YOUR INSTRUCTIONS = Return each line in the records below that contains the string "headboard". Matching is case-sensitive.

## START MATERIAL SUPPLIED

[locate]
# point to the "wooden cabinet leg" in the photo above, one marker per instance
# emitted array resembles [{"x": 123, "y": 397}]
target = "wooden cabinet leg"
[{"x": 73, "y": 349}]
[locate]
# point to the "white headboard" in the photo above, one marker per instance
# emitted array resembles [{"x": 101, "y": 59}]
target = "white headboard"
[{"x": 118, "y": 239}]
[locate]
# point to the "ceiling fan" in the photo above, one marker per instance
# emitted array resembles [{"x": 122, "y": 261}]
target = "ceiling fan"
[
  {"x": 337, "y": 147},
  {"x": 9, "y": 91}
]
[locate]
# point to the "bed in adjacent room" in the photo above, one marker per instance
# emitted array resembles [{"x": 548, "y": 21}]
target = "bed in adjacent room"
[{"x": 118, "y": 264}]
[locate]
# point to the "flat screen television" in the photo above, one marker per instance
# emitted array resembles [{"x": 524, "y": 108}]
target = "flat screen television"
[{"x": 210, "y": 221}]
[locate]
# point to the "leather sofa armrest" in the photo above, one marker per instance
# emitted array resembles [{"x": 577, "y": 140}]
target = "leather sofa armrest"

## END MATERIAL SUPPLIED

FINISHED EXERCISE =
# point to the "white headboard" in the photo above, one marker per instance
target = "white headboard"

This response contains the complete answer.